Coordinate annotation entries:

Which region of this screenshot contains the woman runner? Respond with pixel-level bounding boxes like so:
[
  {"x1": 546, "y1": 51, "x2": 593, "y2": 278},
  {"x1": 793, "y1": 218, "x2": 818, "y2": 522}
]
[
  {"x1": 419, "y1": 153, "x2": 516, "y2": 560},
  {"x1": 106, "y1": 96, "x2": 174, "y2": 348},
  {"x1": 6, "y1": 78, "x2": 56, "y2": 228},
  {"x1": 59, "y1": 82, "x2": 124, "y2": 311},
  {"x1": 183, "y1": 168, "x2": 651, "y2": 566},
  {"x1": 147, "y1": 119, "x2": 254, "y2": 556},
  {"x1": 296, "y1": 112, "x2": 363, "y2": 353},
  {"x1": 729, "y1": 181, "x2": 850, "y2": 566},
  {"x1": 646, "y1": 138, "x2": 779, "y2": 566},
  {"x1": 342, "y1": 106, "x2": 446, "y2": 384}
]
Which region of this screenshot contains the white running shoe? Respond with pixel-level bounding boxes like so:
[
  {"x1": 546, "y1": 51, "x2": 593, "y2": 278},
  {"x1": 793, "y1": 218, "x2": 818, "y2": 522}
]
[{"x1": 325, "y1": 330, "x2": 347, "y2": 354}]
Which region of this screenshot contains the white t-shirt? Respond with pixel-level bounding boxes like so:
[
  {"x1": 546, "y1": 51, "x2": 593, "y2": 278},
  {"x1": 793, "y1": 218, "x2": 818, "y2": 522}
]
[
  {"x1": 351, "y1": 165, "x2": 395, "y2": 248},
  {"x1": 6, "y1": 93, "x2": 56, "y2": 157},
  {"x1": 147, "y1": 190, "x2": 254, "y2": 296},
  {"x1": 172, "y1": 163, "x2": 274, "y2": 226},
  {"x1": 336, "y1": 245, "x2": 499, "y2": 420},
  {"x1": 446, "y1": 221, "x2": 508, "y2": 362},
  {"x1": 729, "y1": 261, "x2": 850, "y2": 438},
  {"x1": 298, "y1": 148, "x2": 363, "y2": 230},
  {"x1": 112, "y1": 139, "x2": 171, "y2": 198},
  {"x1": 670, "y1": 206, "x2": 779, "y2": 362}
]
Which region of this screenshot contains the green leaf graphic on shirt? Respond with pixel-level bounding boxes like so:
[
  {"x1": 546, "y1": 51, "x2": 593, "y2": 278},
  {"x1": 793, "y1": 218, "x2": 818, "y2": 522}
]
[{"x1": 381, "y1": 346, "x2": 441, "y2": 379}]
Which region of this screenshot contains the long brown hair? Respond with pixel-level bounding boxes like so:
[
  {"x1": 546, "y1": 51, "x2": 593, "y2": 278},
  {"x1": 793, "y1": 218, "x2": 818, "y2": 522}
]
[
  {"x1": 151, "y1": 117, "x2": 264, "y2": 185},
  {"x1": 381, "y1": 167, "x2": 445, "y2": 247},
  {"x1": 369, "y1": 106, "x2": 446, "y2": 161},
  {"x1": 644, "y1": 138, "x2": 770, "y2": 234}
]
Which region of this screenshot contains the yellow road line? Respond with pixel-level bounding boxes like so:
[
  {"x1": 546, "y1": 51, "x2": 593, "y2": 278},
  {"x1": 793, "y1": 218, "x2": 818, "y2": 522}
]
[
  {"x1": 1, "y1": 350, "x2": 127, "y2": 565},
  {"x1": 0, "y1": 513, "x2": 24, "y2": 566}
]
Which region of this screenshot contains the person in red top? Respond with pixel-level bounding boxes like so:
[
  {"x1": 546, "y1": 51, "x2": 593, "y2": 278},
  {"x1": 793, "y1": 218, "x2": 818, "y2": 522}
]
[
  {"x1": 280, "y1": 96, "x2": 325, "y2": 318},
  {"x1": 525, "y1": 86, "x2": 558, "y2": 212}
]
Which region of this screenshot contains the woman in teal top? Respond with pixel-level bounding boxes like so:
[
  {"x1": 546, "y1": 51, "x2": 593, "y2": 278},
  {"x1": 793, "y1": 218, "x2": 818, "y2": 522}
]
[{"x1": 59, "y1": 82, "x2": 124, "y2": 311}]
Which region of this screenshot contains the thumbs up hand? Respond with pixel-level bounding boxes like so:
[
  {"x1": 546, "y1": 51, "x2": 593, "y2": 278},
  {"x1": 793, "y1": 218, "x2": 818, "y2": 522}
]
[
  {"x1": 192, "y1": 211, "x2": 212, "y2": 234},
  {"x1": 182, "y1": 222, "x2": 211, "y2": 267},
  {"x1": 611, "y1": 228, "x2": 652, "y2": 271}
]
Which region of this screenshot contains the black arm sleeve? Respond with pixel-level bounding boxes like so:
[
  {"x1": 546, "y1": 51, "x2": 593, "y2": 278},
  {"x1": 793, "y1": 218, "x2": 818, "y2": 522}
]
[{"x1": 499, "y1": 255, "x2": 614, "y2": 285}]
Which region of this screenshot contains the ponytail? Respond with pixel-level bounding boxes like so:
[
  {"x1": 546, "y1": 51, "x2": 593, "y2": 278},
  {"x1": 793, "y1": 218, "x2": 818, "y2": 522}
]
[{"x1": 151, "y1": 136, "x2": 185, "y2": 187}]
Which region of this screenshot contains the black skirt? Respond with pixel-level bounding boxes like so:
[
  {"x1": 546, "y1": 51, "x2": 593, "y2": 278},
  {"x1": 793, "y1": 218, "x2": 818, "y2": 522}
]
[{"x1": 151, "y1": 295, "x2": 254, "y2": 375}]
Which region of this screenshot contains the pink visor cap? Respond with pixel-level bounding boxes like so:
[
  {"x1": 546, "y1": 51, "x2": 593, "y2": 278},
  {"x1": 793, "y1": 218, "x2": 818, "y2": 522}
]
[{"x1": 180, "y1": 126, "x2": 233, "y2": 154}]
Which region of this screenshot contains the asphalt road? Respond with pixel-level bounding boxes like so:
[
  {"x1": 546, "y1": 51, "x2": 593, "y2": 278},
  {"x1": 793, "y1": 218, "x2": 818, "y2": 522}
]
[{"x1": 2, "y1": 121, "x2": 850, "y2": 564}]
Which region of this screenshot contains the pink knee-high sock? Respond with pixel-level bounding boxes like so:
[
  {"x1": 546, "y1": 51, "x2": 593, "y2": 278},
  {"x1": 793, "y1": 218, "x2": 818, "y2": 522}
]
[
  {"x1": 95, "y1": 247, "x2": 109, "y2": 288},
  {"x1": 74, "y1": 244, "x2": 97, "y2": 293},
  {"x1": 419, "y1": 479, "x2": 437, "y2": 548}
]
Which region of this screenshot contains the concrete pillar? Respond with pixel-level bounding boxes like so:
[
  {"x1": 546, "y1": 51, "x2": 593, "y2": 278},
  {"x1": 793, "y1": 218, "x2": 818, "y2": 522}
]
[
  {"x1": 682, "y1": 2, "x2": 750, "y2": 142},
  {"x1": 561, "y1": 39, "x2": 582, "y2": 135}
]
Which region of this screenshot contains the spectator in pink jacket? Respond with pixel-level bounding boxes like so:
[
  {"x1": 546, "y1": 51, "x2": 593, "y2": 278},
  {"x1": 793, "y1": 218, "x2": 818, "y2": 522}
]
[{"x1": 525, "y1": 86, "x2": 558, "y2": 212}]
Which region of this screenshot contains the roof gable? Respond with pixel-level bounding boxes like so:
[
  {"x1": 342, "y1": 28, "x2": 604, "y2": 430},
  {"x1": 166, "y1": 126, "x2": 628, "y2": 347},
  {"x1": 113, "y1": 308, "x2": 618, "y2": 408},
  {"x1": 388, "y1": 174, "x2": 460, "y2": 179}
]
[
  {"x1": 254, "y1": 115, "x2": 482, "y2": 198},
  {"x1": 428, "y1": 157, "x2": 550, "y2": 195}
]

▶ _WHAT YOU WILL DO_
Collect every line of the material above that contains the string "white" and copy each one out. The match is case-sensitive.

▶ _WRITTEN REPLY_
Which region of this screenshot contains the white running shoe? Respond with pixel-level bounding boxes like so:
Which region of this screenshot contains the white t-shirt? Respond with pixel-level bounding boxes like so:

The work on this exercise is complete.